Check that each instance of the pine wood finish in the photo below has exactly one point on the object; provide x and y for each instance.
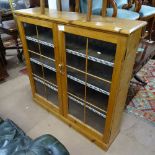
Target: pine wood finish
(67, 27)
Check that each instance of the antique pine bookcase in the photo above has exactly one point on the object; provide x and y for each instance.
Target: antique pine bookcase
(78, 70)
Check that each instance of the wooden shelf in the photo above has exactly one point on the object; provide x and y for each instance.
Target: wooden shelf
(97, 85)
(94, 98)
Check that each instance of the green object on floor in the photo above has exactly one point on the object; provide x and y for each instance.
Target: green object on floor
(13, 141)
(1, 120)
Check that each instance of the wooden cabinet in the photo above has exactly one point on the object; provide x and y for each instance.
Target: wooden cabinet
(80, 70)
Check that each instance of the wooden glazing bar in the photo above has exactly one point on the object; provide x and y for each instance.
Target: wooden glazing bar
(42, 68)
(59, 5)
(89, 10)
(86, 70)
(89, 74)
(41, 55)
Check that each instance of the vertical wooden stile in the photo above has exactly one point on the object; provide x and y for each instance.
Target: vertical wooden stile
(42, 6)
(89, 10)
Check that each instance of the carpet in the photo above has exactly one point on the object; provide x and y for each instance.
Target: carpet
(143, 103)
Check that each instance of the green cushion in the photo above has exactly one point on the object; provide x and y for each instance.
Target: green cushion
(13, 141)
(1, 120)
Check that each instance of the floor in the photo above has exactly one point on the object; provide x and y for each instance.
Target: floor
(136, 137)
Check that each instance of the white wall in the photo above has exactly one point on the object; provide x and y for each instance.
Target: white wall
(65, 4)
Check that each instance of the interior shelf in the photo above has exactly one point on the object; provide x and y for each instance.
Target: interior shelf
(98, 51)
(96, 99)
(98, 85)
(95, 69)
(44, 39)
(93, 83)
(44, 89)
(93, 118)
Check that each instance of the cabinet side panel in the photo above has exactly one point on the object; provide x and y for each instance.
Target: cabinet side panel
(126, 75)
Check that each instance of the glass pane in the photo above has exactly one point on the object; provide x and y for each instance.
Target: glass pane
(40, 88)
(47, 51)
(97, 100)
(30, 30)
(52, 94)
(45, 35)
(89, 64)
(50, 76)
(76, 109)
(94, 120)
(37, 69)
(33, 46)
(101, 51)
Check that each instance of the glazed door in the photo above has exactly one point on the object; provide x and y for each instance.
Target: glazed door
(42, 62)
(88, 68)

......

■ TASK TO CARRY OUT
Copy out the data from the line containing "Check that each instance of the cabinet" through the end, changing "glass pane" to "window pane" and leaving everything else the same.

■ ANSWER TO THIS EXERCISE
Check that each instance of the cabinet side panel in the photo above has exactly one point on the object; provide x and y for each instance.
Target: cabinet side panel
(126, 75)
Check that each instance of the window pane in the photo above has exactly one point on the object; provide x and y for each instance.
Target: window pane
(40, 88)
(47, 51)
(97, 100)
(30, 30)
(52, 94)
(45, 35)
(89, 64)
(50, 76)
(76, 109)
(94, 120)
(37, 69)
(33, 46)
(101, 51)
Check that each instance of the glazed door in the photo above has exactly one point on the object; provide x and y for each instance.
Target: glazed door
(42, 62)
(88, 68)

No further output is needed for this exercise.